> Consigne
Recopiez fidèlement le passage de l'extrait consacré aux contes de Sophie Loizeau, en commençant à « Quelles sont-elles ces » et en terminant à « l’Okuyi et l’Effraie). ».

Les vingt-deux textes qui le composent entrent en correspondance de thèmes, de personnages, d’étrangetés, de lieux aussi parfois. Par exemple, La Vieille femme dans le berceau fait écho aux Vulves : Bella, la mère artiste dépassée par sa petite fille qui vagabonde dans le château abandonné, et la plasticienne des Vulves, est la même.
« Ces contes se répondent un peu comme les racines des arbres qui sous terre communiquent et sont solidaires, se soutiennent et font sentir sous nos pieds une forêt qui vit » remarque Jean-Pascal Dubost dans sa Lettre à Sophie Loizeau publiée sur Libr’critique en octobre 2024.
« à l’évidence la rencontre a eu lieu »[1].
Quelles sont-elles ces rencontres qui mettent la langue poétique de Sophie Loizeau en mouvement, qui l’inquiètent autant qu’elles la charment ? Et de quels types sont-elles ? Animales (la mouette, la biche, la renarde), fantastiques (les trois moines de la pluie – renards aussi bien, la vieille femme dans le berceau, le monstrueux buisson de ronce et les kachinas), mythologiques (le Phoenix, Daphné sous la forme de l’arbre vengeur, la Selkie, la sirène, et l’antique platane nommé Pan dans Hamadryade), fantomatiques (l’amant dans L’Ile d’Hésiode, le double de l’autrice dans Le gène du fantôme, Nietzche et Lou Andreas-Salomé, les masques : l’Okuyi et l’Effraie).

> Données fournies
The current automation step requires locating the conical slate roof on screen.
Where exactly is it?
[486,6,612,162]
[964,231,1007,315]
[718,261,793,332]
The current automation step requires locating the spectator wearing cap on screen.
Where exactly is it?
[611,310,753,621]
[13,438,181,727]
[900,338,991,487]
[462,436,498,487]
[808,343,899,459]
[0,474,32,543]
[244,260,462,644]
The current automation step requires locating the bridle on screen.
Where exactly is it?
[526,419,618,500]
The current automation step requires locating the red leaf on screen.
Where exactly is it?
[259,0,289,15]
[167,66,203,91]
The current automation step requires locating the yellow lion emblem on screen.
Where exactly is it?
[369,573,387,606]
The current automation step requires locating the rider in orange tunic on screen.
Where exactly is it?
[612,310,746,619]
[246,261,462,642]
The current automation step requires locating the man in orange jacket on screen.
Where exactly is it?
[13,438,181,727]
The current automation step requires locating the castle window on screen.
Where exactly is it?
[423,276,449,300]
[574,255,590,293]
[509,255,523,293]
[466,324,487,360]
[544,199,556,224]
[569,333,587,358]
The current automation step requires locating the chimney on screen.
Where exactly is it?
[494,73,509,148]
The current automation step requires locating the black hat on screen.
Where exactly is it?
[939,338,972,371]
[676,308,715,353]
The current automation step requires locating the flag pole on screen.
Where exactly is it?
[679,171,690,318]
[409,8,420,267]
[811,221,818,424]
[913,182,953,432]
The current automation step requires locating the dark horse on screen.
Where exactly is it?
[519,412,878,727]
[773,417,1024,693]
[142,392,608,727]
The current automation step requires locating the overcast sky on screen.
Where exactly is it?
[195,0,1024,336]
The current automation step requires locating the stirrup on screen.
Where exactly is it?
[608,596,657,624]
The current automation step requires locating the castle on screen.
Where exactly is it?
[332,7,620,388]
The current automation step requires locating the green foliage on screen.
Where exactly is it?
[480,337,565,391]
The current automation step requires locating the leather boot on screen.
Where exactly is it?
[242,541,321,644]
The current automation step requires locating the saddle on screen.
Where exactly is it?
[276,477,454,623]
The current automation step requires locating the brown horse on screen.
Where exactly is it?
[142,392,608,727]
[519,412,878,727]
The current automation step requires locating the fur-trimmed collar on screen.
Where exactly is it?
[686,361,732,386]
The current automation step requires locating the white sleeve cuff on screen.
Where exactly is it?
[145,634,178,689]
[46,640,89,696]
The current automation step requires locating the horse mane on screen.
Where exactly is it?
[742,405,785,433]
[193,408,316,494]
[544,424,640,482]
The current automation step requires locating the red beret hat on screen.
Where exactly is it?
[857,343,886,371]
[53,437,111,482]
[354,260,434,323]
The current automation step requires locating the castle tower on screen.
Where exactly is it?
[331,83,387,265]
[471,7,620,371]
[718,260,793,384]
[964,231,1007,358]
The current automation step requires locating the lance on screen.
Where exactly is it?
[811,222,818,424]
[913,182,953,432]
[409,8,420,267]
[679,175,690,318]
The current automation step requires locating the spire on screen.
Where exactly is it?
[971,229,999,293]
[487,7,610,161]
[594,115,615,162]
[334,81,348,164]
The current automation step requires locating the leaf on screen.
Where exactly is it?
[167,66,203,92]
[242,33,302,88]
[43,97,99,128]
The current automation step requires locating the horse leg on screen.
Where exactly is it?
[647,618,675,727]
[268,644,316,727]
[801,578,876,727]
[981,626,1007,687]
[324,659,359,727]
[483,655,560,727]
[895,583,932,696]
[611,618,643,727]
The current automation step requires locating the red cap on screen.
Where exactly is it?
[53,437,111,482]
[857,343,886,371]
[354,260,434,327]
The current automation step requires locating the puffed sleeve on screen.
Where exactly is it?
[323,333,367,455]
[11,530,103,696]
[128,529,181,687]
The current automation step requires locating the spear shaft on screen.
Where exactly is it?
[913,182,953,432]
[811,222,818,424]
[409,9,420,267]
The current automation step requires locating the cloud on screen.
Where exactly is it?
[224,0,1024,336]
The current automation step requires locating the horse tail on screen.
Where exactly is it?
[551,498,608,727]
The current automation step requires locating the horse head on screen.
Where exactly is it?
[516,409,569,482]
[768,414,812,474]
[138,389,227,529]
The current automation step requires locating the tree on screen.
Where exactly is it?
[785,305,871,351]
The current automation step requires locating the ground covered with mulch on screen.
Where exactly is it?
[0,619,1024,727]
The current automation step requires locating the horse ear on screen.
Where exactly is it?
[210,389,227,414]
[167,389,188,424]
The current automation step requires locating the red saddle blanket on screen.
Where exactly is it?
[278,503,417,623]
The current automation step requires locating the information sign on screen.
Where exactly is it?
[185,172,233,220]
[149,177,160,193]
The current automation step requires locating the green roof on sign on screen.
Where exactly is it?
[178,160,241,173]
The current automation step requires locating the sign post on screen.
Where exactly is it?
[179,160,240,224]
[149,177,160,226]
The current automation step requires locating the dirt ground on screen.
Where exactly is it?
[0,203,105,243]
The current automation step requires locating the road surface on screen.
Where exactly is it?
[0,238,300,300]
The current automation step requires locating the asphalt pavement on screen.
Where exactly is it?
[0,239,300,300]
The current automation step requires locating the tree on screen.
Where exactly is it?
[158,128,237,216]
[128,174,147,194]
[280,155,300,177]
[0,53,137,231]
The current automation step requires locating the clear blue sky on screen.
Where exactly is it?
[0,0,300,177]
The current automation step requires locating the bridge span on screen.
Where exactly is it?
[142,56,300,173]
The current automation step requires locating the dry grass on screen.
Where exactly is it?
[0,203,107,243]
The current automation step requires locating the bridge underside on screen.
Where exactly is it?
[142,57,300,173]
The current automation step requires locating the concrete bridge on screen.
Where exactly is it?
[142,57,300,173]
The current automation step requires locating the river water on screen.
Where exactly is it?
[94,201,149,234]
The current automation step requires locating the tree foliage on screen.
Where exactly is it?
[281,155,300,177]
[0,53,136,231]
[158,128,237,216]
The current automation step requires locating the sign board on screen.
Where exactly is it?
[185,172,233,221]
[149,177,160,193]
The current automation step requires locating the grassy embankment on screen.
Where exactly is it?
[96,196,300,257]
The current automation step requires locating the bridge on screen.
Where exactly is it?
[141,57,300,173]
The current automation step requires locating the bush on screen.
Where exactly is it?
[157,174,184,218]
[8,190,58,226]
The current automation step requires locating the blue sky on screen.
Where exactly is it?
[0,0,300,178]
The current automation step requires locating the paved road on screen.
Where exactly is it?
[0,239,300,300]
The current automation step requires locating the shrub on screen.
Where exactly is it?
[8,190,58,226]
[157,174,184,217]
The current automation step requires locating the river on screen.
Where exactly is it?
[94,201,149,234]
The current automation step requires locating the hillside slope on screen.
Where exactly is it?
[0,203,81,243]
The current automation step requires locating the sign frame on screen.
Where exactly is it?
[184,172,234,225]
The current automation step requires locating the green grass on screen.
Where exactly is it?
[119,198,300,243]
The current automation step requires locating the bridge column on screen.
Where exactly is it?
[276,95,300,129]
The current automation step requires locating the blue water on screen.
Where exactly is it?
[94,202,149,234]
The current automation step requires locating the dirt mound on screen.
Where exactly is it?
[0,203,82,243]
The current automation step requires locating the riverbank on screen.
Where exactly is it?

> Corrigé
Quelles sont-elles ces rencontres qui mettent la langue poétique de Sophie Loizeau en mouvement, qui l’inquiètent autant qu’elles la charment ? Et de quels types sont-elles ? Animales (la mouette, la biche, la renarde), fantastiques (les trois moines de la pluie – renards aussi bien, la vieille femme dans le berceau, le monstrueux buisson de ronce et les kachinas), mythologiques (le Phoenix, Daphné sous la forme de l’arbre vengeur, la Selkie, la sirène, et l’antique platane nommé Pan dans Hamadryade), fantomatiques (l’amant dans L’Ile d’Hésiode, le double de l’autrice dans Le gène du fantôme, Nietzche et Lou Andreas-Salomé, les masques : l’Okuyi et l’Effraie).